• **TASK REQUIREMENTS**:
The task here is to set down every line of the listing exactly.

• **DATA FOR THE TASK**:
▼

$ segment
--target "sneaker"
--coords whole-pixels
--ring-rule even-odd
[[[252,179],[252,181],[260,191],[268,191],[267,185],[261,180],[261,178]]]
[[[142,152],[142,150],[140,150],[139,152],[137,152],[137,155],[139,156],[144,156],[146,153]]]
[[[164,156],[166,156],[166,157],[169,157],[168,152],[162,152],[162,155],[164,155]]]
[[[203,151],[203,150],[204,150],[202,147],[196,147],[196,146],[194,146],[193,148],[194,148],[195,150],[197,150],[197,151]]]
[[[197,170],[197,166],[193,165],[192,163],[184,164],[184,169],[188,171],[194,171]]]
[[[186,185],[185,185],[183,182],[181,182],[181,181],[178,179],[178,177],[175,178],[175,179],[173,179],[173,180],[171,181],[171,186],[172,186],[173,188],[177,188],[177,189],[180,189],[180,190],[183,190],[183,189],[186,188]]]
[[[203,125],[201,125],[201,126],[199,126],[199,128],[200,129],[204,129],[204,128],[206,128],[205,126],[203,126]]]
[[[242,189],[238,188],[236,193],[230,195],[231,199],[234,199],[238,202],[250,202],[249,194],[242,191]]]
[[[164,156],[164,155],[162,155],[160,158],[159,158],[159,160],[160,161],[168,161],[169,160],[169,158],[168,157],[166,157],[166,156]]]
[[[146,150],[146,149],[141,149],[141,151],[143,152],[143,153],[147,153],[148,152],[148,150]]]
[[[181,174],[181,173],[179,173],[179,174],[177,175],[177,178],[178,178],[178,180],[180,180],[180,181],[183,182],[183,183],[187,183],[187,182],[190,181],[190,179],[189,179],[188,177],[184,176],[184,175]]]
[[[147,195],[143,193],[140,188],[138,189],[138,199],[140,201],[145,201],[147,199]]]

▲

• **TASK OUTPUT**:
$ segment
--target "sneaker"
--coords whole-pixels
--ring-rule even-odd
[[[252,179],[252,181],[260,191],[268,191],[267,185],[261,180],[261,178]]]
[[[142,152],[142,150],[140,150],[139,152],[137,152],[137,155],[139,156],[144,156],[146,153]]]
[[[164,156],[166,156],[166,157],[169,157],[168,152],[162,152],[162,155],[164,155]]]
[[[203,151],[203,150],[204,150],[202,147],[196,147],[196,146],[194,146],[193,148],[194,148],[195,150],[197,150],[197,151]]]
[[[197,170],[197,166],[193,165],[192,163],[184,164],[184,169],[188,171],[194,171]]]
[[[186,185],[185,185],[183,182],[181,182],[181,181],[178,179],[178,177],[175,178],[175,179],[173,179],[173,180],[171,181],[171,186],[172,186],[173,188],[177,188],[177,189],[180,189],[180,190],[183,190],[183,189],[186,188]]]
[[[203,125],[201,125],[201,126],[199,126],[199,128],[200,129],[204,129],[204,128],[206,128],[205,126],[203,126]]]
[[[242,189],[238,188],[236,193],[230,195],[231,199],[234,199],[238,202],[250,202],[249,194],[242,191]]]
[[[164,156],[164,155],[162,155],[160,158],[159,158],[159,160],[160,161],[168,161],[169,160],[169,158],[168,157],[166,157],[166,156]]]
[[[146,150],[146,149],[141,149],[141,151],[143,152],[143,153],[147,153],[148,152],[148,150]]]
[[[181,174],[181,173],[179,173],[179,174],[177,175],[177,178],[178,178],[178,180],[180,180],[180,181],[183,182],[183,183],[187,183],[187,182],[190,181],[190,179],[189,179],[188,177],[184,176],[184,175]]]
[[[147,195],[143,193],[140,188],[138,189],[138,199],[140,201],[145,201],[147,199]]]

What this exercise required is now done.